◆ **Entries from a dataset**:

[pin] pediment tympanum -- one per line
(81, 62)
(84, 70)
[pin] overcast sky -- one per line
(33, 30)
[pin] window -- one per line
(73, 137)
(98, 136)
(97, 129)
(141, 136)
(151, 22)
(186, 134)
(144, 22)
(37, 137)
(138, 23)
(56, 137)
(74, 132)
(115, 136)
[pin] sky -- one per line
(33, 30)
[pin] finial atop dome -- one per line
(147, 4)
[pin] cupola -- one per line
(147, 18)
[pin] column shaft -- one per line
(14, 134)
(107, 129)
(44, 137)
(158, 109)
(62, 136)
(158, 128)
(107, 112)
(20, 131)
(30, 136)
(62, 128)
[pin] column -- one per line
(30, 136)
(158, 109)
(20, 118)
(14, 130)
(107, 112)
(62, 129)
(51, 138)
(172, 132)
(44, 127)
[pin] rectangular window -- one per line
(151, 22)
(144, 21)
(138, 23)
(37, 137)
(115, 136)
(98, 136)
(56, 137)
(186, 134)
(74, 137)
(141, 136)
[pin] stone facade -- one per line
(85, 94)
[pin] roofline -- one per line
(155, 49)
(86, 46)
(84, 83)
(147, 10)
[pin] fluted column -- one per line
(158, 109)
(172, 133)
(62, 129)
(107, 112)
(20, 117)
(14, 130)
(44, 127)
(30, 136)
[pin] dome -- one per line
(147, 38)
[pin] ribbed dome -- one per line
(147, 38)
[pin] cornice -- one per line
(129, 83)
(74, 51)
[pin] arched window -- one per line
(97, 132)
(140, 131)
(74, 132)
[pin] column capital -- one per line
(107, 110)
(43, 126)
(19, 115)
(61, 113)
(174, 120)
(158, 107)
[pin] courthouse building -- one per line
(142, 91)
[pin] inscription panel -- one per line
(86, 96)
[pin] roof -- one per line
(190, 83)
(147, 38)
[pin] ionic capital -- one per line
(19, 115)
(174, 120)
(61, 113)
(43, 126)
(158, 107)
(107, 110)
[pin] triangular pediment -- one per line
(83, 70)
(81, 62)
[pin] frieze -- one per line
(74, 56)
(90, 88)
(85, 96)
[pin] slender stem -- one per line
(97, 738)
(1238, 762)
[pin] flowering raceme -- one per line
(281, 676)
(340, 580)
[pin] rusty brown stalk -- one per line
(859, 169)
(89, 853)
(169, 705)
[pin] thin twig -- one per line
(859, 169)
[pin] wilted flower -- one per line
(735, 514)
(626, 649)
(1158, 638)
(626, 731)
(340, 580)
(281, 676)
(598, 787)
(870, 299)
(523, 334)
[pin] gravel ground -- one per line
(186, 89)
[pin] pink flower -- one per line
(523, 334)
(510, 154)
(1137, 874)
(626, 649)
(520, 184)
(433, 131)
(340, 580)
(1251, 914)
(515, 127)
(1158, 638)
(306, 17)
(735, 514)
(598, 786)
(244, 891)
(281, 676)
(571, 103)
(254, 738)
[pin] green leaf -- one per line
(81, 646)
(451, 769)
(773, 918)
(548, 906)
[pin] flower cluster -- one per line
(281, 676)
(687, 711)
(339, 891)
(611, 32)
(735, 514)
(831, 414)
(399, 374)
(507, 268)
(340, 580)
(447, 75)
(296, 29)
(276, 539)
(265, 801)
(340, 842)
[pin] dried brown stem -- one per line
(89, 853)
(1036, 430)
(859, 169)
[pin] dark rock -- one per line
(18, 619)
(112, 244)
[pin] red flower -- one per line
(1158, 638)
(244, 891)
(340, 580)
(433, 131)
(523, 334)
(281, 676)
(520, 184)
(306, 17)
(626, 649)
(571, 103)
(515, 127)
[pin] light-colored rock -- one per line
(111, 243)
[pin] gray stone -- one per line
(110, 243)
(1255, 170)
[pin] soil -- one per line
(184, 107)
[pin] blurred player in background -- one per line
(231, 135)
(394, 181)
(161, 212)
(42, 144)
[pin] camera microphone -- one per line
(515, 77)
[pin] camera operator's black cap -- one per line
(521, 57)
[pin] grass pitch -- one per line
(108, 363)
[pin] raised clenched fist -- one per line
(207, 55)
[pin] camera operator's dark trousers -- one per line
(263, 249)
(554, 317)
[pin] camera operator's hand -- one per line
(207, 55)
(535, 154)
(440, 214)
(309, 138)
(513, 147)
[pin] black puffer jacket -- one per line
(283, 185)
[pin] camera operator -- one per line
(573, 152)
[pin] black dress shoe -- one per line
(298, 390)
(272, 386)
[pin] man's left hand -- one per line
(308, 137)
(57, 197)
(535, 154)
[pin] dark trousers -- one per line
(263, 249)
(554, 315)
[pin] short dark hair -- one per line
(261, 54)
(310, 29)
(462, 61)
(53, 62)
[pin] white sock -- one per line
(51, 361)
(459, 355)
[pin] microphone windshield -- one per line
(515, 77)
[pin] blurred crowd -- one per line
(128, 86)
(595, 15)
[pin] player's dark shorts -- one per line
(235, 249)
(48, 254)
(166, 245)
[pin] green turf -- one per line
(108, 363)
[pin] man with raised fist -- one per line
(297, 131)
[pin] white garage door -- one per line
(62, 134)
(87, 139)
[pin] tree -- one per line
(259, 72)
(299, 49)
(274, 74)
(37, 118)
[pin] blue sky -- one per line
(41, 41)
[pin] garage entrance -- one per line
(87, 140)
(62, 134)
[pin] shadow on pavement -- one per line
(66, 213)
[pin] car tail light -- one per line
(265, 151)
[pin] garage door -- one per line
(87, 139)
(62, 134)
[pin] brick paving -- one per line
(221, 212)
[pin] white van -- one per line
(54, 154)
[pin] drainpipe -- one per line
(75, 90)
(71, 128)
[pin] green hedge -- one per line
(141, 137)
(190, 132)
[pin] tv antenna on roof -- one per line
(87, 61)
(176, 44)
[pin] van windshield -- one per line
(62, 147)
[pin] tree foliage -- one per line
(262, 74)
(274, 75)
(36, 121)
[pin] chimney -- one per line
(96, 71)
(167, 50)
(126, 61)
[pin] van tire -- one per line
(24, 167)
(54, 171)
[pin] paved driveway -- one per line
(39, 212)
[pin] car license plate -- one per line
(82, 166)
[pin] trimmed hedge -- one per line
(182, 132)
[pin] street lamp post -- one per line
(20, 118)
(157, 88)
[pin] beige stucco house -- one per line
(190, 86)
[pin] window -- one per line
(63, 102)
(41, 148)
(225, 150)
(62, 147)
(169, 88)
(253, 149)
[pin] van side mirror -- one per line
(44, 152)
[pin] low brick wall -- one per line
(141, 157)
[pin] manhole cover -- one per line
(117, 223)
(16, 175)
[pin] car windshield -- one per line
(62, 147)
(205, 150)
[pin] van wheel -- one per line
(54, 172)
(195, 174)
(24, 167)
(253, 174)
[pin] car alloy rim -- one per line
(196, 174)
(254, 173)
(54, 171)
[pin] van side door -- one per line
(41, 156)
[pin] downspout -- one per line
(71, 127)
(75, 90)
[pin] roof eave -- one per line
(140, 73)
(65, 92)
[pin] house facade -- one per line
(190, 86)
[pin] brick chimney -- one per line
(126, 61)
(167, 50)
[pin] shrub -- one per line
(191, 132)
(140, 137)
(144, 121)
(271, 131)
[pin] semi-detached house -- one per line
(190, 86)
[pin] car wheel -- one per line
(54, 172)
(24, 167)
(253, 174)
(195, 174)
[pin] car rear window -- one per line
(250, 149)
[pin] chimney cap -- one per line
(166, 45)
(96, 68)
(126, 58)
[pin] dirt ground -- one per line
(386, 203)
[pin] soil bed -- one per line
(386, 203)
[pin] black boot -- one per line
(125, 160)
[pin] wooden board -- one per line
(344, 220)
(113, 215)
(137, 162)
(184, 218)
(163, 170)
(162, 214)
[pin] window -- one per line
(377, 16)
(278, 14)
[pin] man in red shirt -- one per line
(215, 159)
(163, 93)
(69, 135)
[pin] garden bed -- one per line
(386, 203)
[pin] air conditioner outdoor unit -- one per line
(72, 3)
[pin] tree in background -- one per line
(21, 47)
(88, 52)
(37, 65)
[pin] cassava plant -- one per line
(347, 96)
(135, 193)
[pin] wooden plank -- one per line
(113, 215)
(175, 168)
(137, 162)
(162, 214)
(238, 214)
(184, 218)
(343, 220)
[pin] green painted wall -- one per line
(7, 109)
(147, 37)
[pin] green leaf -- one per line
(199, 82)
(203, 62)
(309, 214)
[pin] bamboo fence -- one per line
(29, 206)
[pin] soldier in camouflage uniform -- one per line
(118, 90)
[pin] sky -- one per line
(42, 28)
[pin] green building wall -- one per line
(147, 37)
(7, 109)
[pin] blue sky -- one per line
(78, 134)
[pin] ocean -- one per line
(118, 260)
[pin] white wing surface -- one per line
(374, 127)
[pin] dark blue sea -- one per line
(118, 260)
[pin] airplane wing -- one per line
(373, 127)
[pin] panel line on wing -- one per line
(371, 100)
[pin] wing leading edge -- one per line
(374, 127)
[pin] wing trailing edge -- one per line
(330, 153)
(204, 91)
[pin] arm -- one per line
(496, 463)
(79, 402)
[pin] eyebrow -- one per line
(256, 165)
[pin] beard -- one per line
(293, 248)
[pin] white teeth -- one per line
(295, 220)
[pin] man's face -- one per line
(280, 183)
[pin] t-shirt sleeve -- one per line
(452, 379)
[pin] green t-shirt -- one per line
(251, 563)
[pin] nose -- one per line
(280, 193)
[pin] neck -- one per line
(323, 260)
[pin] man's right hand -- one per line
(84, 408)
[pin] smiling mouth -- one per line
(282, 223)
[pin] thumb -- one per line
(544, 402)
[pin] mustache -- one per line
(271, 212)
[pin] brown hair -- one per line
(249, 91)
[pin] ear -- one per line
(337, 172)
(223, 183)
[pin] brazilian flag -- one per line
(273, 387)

◆ **Work instructions**: Copy out every line from the one containing "[pin] ocean -- one per line" to the end of the material, both ends included.

◆ **Task output**:
[pin] ocean -- one per line
(118, 260)
[pin] white wing surface -- one per line
(374, 127)
[pin] dark blue sea -- one per line
(118, 260)
[pin] airplane wing -- one per line
(373, 127)
[pin] panel line on wing -- one per line
(371, 100)
[pin] wing leading edge -- one per line
(374, 127)
[pin] wing trailing edge -- one per line
(330, 153)
(204, 91)
[pin] arm -- one per line
(496, 463)
(79, 402)
[pin] eyebrow -- one per line
(256, 165)
[pin] beard -- one per line
(293, 248)
[pin] white teeth -- one per line
(295, 220)
[pin] man's face -- one per line
(280, 183)
[pin] t-shirt sleeve -- one per line
(452, 379)
[pin] green t-shirt -- one per line
(251, 563)
[pin] nose -- one per line
(280, 193)
[pin] neck -- one per line
(323, 260)
[pin] man's right hand -- one per line
(84, 408)
[pin] smiling mouth -- one per line
(282, 223)
[pin] thumb -- one per line
(544, 402)
[pin] mustache -- one per line
(271, 212)
[pin] brown hair -- one per line
(249, 91)
[pin] ear -- one per line
(337, 172)
(223, 183)
[pin] brazilian flag -- one per line
(273, 387)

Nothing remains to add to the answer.